Work required
Return the stretch from the line containing "Q: Provide one point on every instance of the woman" through the end of the entries, copying each line without any change.

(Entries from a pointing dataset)
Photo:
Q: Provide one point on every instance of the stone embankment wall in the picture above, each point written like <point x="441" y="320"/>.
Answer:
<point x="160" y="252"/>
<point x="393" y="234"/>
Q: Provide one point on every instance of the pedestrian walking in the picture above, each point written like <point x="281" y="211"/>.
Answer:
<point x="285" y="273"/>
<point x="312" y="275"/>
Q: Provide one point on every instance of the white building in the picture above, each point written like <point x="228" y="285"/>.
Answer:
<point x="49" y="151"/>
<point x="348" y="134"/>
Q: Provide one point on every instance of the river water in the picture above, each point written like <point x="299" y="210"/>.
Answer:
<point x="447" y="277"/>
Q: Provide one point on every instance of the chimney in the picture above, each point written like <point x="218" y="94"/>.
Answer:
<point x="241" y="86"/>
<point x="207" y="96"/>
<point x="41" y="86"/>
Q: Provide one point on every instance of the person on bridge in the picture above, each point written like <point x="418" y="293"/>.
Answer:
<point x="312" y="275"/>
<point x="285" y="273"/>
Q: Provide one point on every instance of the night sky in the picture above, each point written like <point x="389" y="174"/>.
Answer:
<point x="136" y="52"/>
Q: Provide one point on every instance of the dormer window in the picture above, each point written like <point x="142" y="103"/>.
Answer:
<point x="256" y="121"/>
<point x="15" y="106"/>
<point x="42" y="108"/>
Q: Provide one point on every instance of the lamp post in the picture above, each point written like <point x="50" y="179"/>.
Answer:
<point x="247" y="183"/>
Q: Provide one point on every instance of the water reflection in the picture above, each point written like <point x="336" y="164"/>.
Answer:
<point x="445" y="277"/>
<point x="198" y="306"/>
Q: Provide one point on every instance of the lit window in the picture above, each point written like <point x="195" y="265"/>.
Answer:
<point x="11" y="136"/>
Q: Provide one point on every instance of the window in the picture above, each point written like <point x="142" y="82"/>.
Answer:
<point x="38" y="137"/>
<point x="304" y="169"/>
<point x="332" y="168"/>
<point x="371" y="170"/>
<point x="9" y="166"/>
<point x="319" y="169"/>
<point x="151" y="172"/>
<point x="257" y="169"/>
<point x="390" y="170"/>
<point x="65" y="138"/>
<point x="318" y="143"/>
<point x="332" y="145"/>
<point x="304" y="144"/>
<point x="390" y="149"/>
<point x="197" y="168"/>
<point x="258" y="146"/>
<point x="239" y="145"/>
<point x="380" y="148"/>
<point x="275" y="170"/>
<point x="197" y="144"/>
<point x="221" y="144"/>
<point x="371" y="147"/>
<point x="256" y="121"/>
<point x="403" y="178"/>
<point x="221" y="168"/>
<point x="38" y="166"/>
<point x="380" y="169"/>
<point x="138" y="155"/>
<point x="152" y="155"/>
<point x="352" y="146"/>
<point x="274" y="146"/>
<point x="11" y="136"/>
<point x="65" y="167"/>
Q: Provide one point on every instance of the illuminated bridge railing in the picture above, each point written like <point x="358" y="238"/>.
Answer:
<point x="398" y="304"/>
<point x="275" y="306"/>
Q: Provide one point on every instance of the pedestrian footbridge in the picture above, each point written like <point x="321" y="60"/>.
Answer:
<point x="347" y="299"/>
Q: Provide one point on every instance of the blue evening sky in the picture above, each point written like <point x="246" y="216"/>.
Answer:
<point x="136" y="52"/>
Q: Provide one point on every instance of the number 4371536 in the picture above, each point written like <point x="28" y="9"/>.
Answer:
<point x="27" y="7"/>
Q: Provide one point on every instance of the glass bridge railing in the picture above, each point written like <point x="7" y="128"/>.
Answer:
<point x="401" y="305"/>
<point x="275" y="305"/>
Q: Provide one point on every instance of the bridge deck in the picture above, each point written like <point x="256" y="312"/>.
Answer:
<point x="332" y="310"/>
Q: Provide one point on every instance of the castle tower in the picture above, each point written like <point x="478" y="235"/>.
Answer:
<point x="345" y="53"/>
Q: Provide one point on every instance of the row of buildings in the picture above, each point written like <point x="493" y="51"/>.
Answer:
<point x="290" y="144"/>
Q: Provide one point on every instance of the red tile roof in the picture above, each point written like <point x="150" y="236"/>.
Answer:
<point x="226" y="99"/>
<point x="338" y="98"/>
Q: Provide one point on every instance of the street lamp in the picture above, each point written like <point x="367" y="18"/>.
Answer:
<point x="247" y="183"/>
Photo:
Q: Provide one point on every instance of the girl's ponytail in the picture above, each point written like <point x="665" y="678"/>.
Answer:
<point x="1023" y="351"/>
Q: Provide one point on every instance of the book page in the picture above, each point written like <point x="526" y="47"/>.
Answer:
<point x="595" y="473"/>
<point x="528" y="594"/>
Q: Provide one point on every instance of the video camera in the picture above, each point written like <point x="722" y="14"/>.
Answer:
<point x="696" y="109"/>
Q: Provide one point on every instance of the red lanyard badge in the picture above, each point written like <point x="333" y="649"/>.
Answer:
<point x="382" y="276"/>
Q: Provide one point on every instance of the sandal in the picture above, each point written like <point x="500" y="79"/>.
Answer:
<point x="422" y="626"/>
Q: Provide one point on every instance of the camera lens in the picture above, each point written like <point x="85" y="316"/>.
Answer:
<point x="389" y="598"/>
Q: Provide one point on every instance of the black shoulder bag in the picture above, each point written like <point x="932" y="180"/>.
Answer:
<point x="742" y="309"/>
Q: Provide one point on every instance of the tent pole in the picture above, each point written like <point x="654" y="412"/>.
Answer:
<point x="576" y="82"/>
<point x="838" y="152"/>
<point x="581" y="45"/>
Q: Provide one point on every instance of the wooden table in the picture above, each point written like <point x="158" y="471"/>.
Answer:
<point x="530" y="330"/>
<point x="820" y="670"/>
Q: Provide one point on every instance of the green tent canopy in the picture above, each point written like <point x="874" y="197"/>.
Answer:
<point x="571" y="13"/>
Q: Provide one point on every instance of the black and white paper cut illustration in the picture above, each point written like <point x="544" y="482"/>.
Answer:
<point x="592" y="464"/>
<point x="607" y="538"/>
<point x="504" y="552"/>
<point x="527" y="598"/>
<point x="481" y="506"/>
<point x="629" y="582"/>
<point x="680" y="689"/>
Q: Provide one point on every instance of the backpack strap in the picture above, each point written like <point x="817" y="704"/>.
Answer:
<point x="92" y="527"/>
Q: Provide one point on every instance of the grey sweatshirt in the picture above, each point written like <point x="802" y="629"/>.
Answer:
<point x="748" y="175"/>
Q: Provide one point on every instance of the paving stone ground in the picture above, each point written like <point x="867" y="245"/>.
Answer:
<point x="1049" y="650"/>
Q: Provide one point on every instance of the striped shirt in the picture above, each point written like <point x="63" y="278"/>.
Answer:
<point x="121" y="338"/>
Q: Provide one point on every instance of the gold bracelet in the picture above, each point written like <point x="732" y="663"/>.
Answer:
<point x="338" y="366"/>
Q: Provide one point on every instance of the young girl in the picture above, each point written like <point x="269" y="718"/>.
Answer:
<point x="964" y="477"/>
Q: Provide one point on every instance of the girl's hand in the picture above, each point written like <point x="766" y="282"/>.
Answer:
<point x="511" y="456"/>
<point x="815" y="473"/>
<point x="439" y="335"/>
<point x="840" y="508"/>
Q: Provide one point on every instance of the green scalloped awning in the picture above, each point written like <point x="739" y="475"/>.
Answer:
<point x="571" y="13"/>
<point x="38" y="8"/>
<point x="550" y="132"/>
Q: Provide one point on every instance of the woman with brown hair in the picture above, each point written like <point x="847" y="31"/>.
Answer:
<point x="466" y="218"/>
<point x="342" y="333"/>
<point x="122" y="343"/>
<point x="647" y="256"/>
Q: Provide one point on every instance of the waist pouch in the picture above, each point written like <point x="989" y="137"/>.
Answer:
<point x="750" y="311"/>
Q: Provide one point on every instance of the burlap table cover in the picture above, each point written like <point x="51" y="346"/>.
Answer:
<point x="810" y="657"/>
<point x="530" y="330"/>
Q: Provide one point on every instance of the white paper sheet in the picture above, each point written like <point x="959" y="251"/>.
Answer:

Answer to this task
Q: Provide one point on every instance of the woman with brown hair in the picture above, each point written like <point x="847" y="31"/>.
Answer:
<point x="466" y="218"/>
<point x="342" y="333"/>
<point x="122" y="343"/>
<point x="647" y="256"/>
Q: Provide one point on every instance of the waist pouch in the picture above, each point written like <point x="989" y="137"/>.
Answer:
<point x="750" y="311"/>
Q: Provide one point on every instance of the burlap table cover in the picture above, each point written like <point x="51" y="346"/>.
Answer:
<point x="810" y="657"/>
<point x="530" y="330"/>
Q: Provide one point on every instance of the white paper sheet in the picture above, each point written like <point x="959" y="251"/>.
Answer:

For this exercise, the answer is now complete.